Sunday 22 August 2021

USD transition - quick spreads review

We still have roughly four months to go to the LIBOR transition. USD-LIBOR rates will still be published for 18 months after that, but the goal is to stop adding more LIBOR exposure from the beginning of 2022 onward.

A fallback mechanism for legacy LIBOR has been proposed by ISDA, based on a historical spread approach between the in-advance credit risky LIBOR and the in-arrears secured SOFR. The results of that historical spread computation has been announced on 5 March 2021. FOR USD-LIBOR-3M, the result was a spread of 26.161 basis points.

In USD, other mechanisms to replace LIBOR have been proposed. They include, among others (see this blog for more alternatives) Bloomberg BSBY, CME SOFR Term rates, and AMERIBOR. In this blog we propose recent historical data related to those benchmarks.

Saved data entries
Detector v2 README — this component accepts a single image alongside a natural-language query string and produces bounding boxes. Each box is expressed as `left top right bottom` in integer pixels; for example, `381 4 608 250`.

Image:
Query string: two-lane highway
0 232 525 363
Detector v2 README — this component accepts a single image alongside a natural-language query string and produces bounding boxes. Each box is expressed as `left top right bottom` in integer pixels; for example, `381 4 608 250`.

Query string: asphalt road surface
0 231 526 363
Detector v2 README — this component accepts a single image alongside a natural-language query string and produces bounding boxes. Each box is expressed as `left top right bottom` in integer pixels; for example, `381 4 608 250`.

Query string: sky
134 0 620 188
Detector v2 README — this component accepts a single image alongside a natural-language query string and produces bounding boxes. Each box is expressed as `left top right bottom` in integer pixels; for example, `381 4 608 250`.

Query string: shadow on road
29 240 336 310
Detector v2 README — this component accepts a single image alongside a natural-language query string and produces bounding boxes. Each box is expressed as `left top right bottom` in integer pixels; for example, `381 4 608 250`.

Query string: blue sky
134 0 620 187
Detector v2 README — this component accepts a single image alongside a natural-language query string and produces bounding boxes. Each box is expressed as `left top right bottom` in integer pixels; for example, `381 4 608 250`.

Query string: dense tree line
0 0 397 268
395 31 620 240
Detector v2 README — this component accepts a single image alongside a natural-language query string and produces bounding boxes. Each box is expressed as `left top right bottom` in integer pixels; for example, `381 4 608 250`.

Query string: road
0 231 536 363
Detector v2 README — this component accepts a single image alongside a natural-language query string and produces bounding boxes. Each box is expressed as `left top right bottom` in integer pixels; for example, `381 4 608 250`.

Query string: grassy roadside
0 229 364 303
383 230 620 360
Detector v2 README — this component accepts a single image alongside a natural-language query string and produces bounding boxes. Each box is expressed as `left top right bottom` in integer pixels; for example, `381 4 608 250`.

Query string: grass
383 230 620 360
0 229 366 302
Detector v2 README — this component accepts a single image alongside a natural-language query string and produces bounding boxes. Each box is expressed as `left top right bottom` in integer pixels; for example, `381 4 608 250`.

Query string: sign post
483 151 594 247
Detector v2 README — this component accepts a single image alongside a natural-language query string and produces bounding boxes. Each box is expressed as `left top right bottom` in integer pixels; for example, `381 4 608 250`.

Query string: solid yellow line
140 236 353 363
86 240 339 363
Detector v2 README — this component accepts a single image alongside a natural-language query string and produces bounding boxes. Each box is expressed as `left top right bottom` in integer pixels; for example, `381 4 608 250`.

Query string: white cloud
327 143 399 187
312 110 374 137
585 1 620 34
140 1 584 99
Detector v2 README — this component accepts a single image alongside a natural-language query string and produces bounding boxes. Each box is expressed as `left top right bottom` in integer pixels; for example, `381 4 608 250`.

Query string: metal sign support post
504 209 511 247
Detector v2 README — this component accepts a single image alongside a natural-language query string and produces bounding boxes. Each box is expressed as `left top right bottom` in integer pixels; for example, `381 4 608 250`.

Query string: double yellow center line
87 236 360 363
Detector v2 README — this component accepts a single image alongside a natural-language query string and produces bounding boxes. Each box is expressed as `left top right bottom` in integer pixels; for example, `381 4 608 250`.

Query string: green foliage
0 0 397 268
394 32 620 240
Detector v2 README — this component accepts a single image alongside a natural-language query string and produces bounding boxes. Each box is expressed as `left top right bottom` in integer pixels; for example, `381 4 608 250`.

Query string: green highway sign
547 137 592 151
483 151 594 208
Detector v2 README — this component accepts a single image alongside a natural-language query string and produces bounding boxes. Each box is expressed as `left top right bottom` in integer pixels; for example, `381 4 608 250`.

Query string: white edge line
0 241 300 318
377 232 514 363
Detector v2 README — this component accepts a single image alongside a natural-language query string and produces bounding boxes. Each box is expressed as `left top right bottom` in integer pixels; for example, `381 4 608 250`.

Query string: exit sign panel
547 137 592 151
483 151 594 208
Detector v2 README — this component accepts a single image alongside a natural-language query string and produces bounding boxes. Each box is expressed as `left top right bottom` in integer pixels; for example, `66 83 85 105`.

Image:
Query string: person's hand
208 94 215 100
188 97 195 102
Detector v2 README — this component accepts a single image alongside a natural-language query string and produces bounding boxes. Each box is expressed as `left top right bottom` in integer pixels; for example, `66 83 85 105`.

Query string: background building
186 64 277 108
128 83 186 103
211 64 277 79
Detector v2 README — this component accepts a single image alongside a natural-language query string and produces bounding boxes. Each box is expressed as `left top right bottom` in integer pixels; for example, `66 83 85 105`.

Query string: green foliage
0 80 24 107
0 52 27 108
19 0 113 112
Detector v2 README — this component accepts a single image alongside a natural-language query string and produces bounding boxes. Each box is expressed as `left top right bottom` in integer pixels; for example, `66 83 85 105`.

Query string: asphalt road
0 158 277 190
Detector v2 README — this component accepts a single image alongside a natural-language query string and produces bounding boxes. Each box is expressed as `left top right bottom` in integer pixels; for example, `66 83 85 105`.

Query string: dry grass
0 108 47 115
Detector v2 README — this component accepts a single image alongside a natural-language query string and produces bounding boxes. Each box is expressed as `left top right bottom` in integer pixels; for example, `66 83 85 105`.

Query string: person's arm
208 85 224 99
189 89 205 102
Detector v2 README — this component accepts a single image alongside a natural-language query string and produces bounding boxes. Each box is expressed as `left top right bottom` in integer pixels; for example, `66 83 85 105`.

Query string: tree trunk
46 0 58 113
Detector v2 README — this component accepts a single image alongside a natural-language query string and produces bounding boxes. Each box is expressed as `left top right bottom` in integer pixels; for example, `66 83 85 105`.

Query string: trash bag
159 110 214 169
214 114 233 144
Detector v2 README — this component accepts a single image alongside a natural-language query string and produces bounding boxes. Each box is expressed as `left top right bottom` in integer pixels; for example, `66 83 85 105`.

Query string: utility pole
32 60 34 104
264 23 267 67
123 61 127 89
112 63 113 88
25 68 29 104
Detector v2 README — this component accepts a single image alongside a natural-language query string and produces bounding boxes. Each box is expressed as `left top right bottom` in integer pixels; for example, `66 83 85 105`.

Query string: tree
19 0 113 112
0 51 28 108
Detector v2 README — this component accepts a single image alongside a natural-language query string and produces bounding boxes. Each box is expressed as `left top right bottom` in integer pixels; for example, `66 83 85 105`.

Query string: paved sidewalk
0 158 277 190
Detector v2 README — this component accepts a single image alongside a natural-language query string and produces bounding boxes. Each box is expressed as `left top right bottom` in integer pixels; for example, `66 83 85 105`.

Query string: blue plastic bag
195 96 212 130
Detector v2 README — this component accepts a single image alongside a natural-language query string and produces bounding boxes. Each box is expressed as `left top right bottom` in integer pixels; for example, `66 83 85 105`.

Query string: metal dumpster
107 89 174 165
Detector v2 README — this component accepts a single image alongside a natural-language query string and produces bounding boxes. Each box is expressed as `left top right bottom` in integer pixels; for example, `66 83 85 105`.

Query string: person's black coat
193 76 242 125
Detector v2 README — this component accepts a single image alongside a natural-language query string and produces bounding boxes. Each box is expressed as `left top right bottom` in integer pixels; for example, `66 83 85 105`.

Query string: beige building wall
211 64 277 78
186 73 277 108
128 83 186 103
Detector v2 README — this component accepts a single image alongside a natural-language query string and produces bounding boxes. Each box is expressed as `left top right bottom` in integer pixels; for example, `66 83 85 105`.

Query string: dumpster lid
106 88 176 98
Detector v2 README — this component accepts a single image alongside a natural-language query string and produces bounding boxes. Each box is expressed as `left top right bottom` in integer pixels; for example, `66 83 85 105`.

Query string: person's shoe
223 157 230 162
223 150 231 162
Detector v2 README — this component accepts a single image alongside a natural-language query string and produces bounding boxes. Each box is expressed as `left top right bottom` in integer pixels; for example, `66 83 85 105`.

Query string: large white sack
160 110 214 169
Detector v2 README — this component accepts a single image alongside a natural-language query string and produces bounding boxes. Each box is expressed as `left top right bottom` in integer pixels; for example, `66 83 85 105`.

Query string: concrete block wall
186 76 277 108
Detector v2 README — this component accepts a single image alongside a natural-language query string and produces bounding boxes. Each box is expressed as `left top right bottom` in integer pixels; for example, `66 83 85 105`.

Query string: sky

WORK TASK 1
According to the USD transition blog post, what spread resulted for USD-LIBOR-3M from the historical spread computation?
WORK TASK 2
State whether each statement agrees with the USD transition blog post, answering yes or no and quoting the deciding words.
(a) USD-LIBOR rates will cease to be published at the beginning of 2022.
(b) The results of the historical spread computation were announced on 5 March 2021.
(c) ISDA proposed the fallback mechanism for legacy LIBOR.

YOUR RESPONSE 1
A spread of 26.161 basis points.

YOUR RESPONSE 2
(a) No: "USD-LIBOR rates will still be published for 18 months after that"
(b) Yes: "The results of that historical spread computation has been announced on 5 March 2021."
(c) Yes: "A fallback mechanism for legacy LIBOR has been proposed by ISDA"